Supplied material.
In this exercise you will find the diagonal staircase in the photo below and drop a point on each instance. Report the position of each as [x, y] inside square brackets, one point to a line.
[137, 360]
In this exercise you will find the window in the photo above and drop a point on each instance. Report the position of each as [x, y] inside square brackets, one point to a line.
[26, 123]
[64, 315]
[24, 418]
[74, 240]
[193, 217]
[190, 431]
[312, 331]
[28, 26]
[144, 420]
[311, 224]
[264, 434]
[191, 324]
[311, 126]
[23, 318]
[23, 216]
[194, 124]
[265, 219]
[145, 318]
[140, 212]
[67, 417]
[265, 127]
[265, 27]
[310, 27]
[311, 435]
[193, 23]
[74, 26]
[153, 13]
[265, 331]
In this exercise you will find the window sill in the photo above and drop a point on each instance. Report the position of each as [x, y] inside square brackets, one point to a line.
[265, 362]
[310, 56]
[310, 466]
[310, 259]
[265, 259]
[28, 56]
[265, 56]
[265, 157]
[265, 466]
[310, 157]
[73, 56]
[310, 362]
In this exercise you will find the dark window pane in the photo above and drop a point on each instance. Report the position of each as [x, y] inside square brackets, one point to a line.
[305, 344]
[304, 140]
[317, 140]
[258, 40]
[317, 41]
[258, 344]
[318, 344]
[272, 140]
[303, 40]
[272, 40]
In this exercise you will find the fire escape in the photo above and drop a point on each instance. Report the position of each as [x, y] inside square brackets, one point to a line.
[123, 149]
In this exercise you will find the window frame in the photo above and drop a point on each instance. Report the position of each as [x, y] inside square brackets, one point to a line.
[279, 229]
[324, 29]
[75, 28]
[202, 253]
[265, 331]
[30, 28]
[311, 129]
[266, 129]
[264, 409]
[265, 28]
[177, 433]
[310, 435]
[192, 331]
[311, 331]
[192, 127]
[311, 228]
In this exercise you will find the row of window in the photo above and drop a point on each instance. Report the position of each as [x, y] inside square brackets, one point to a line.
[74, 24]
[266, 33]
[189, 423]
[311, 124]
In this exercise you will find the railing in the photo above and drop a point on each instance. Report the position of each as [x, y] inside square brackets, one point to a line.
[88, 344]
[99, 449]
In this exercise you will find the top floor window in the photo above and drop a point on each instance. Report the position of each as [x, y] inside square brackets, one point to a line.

Work to be completed. Having found the line with "In this exercise you will find the railing", transcribe it and each line after it to the end of the entries, with no other lines.

Answer area.
In this exercise you will find the railing in the photo above and drop a point on each instance. Report the position of each as [x, y] inside square brackets, one point to a line.
[88, 344]
[99, 449]
In this exercise you will find the top floor window in the photo above and drop a point on each instance. Report the position of each as [x, y] inside square brackets, one point to a line.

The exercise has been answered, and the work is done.